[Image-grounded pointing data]
=== Section Start ===

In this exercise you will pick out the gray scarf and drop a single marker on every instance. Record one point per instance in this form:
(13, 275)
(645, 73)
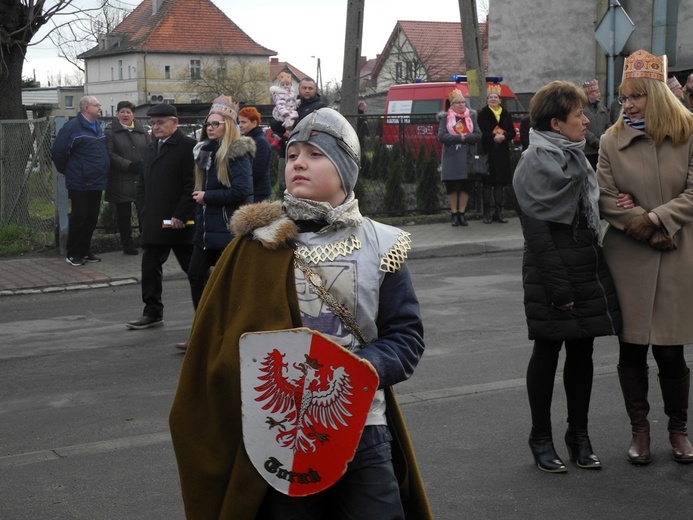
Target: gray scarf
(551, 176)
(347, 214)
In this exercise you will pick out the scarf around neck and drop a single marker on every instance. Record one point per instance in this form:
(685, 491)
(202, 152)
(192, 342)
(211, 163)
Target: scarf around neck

=== Section End ===

- [Problem description]: Within the entries above, find each line where "drop" appears; copy every one.

- [Exercise response]:
In this exercise you will pick out the gray scarf and drop a single marker on every instance. Record one point per instance in this form:
In this exercise you will pick out the scarf around neck and drop a single marker on every instance. Record one point per instance in this form:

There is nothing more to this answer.